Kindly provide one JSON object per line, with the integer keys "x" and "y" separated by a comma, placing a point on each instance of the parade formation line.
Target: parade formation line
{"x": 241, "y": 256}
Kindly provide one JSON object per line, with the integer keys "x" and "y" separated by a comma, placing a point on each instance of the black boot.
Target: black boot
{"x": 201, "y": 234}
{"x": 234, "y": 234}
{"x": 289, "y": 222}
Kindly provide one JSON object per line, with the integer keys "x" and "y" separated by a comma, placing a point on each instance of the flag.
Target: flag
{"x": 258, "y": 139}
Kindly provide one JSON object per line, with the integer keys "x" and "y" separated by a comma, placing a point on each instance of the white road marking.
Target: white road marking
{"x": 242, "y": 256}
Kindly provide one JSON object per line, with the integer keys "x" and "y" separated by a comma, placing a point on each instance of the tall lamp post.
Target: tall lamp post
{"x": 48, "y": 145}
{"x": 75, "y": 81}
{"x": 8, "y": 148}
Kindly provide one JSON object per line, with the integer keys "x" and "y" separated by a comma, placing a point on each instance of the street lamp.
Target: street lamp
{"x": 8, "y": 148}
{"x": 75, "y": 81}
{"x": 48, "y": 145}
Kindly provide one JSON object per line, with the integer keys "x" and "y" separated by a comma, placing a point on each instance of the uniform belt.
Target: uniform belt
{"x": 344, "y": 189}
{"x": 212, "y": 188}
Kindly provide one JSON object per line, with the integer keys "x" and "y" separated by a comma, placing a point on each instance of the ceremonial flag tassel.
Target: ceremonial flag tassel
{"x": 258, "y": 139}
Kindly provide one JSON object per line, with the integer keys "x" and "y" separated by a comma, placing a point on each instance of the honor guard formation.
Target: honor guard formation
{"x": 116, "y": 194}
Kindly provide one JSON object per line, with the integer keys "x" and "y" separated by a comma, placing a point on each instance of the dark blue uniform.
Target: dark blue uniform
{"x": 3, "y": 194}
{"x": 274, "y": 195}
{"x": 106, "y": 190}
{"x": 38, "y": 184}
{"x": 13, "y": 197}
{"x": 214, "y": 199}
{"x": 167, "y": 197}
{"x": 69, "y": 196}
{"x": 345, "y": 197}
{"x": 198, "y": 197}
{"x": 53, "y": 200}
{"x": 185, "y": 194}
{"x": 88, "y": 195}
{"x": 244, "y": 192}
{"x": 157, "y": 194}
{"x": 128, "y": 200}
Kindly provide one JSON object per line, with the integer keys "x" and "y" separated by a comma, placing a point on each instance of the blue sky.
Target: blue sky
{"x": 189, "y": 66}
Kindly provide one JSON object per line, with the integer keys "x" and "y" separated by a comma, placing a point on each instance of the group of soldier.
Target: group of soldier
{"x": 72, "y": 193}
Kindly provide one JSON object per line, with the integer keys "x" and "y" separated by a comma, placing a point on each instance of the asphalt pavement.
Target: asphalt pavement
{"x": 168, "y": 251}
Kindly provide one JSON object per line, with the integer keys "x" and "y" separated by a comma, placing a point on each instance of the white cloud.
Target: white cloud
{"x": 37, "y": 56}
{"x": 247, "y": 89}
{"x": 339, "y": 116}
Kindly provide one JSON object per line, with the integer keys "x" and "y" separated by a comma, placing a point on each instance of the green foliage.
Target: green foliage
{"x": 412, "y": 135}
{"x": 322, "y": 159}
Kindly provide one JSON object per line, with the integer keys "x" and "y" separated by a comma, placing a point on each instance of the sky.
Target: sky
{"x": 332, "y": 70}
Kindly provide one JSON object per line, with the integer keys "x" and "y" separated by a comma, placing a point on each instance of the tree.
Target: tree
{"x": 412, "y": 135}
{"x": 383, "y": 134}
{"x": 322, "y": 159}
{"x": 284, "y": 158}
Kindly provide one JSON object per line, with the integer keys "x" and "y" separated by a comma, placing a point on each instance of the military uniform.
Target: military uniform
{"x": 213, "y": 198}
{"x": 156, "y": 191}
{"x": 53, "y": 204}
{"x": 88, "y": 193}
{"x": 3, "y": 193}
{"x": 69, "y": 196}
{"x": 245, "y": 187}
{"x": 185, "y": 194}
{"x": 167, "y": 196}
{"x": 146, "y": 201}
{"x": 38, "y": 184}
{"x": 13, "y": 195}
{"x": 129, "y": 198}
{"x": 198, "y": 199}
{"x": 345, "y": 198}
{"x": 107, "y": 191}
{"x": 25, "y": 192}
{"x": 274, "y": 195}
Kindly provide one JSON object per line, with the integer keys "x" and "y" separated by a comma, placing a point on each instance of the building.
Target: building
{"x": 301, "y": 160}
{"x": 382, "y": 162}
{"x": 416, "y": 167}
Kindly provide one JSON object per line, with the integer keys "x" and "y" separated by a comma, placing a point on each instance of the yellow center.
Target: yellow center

——

# Stated problem:
Give back exactly the lines beginning at the one with "the military uniform." and ending at the final line of the material; both boundary lines belong in it.

# Complete response:
Kindly provide one JSON object per line, with the integer keys "x" and "y" separated by a comma, placing a point on each instance of the military uniform.
Target: military uniform
{"x": 213, "y": 198}
{"x": 156, "y": 191}
{"x": 53, "y": 204}
{"x": 88, "y": 193}
{"x": 3, "y": 193}
{"x": 69, "y": 196}
{"x": 245, "y": 187}
{"x": 185, "y": 194}
{"x": 167, "y": 196}
{"x": 146, "y": 201}
{"x": 38, "y": 184}
{"x": 13, "y": 195}
{"x": 129, "y": 198}
{"x": 198, "y": 199}
{"x": 345, "y": 198}
{"x": 107, "y": 191}
{"x": 25, "y": 192}
{"x": 274, "y": 195}
Kindly provide one JSON object per line, with the integer keys "x" and "y" separated by a comma, placing a point on each instance of the building.
Target: building
{"x": 301, "y": 160}
{"x": 382, "y": 162}
{"x": 416, "y": 167}
Kindly provide one JSON object per line, with the integer keys "x" and "y" separated by a comma, placing a point on each instance of the yellow center.
Target: yellow center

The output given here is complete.